** Start Excerpted records **

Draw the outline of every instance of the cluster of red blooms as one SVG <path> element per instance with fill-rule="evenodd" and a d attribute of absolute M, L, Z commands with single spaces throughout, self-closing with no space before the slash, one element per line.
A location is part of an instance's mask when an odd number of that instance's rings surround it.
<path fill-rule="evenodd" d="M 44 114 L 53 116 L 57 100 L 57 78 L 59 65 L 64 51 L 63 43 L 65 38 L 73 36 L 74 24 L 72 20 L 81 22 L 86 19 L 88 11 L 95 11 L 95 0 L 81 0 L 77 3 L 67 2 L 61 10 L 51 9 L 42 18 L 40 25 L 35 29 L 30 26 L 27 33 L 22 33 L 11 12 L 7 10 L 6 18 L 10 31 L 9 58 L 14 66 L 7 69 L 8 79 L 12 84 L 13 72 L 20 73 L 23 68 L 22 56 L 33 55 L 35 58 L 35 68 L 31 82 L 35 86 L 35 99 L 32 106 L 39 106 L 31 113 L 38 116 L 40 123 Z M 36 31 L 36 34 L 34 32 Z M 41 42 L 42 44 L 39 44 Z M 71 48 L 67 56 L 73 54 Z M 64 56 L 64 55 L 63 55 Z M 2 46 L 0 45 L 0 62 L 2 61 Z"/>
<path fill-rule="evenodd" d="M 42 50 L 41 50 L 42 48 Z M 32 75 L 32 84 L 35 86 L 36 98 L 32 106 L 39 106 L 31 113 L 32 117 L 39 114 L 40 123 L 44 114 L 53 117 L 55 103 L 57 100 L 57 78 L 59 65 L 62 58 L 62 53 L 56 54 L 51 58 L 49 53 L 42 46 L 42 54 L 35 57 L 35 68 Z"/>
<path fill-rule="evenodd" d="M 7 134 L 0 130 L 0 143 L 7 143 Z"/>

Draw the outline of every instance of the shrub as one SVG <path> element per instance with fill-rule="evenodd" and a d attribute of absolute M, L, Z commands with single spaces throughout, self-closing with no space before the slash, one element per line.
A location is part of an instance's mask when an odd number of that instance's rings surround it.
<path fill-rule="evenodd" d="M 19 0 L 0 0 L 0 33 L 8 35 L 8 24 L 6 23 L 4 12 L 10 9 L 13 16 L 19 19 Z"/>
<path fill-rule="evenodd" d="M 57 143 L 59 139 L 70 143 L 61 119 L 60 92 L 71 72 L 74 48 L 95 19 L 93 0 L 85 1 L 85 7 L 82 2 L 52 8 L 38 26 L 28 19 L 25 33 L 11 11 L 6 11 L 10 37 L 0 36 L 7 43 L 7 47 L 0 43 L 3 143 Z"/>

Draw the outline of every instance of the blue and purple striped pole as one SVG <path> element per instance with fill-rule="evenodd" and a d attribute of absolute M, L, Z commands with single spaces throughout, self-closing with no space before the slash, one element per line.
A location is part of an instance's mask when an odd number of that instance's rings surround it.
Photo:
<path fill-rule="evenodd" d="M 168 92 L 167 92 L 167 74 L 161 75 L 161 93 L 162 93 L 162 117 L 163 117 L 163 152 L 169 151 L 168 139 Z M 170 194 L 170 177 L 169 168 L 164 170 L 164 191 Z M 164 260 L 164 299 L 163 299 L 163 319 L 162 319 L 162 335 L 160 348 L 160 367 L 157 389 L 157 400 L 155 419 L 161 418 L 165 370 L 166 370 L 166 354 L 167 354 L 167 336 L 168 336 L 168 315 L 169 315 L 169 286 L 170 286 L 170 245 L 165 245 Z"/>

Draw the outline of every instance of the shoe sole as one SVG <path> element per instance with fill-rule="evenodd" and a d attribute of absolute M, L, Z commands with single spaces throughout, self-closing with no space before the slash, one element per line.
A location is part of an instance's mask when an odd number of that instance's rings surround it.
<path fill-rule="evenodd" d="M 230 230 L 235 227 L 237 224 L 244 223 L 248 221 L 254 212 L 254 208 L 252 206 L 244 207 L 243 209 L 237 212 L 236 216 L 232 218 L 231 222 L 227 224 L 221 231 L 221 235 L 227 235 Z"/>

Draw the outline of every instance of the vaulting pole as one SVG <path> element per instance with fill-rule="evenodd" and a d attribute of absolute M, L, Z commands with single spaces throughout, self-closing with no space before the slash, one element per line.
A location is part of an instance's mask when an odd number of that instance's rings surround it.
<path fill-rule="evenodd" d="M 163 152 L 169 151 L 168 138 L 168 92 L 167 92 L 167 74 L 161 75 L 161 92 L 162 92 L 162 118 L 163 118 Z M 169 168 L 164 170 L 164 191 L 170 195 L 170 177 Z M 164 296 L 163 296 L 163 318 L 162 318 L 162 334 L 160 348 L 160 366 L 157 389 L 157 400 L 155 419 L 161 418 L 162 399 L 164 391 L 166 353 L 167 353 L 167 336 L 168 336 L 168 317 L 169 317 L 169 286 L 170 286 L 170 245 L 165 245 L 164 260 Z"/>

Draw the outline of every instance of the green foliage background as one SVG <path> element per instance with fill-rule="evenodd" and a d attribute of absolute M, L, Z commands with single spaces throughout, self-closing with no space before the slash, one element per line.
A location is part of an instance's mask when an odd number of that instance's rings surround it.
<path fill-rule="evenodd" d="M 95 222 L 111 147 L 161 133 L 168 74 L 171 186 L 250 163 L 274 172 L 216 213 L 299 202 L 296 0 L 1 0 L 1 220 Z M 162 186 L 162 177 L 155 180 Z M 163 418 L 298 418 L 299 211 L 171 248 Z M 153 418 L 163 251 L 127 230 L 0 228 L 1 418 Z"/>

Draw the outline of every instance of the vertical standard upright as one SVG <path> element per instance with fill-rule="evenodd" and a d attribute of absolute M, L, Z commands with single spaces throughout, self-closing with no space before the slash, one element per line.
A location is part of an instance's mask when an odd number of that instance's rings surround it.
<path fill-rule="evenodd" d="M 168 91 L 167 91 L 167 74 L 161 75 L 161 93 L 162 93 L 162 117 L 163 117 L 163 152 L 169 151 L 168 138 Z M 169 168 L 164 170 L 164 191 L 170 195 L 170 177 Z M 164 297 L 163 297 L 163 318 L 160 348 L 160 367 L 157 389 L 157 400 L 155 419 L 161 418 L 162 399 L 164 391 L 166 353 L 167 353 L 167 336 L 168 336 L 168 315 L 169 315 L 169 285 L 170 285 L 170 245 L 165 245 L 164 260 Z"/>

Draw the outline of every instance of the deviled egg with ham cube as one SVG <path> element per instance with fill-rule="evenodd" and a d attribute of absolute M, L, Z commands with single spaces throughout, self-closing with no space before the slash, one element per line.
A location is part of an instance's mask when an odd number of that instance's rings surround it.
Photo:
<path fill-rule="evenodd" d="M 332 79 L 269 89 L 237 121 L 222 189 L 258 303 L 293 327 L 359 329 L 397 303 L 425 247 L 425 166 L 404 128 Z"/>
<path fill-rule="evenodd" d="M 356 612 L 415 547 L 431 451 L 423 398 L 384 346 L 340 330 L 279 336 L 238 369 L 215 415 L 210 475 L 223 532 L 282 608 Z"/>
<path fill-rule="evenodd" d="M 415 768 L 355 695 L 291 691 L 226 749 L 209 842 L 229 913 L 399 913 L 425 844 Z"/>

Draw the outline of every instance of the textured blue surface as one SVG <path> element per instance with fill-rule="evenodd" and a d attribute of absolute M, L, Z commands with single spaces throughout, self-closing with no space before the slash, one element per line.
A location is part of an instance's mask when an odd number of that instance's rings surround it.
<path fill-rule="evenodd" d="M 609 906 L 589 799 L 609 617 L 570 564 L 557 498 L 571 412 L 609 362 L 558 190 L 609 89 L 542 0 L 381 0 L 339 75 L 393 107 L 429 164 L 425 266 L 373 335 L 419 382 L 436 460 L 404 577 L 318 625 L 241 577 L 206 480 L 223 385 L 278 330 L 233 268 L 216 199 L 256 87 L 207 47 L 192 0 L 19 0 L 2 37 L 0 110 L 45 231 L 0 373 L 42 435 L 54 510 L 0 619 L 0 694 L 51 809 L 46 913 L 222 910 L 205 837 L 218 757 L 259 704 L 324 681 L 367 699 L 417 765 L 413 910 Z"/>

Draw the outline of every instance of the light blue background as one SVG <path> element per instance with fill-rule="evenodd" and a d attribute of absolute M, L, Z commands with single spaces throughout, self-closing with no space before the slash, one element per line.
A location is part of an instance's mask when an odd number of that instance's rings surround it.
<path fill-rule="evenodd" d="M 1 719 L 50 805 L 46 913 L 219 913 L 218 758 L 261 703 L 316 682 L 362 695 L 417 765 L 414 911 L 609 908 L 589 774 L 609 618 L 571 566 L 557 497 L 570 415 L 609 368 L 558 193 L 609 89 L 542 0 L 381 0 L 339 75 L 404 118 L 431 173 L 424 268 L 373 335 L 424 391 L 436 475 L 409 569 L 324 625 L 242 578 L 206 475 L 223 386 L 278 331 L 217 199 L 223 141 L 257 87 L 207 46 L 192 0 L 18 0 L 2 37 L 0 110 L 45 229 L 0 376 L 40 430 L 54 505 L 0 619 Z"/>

** End Excerpted records **

Copy the lines of the records verbatim, beginning at the line that contains "Draw the outline of every instance of the green" and stopping after the line that contains "95 222 L 111".

Exercise output:
Draw the outline of every instance of the green foliage background as one SVG <path> element per instance with fill-rule="evenodd" and a d attribute of absolute M, L, Z commands with single spaces throughout, self-closing with no space before the slash, one element per line.
A location is part of an instance's mask when an odd number of that instance's rings surround it.
<path fill-rule="evenodd" d="M 95 222 L 111 147 L 161 133 L 168 74 L 171 186 L 250 163 L 274 172 L 216 213 L 299 202 L 296 0 L 1 0 L 1 220 Z M 162 186 L 162 177 L 155 180 Z M 163 418 L 298 418 L 299 211 L 171 248 Z M 153 418 L 163 251 L 127 230 L 0 228 L 1 418 Z"/>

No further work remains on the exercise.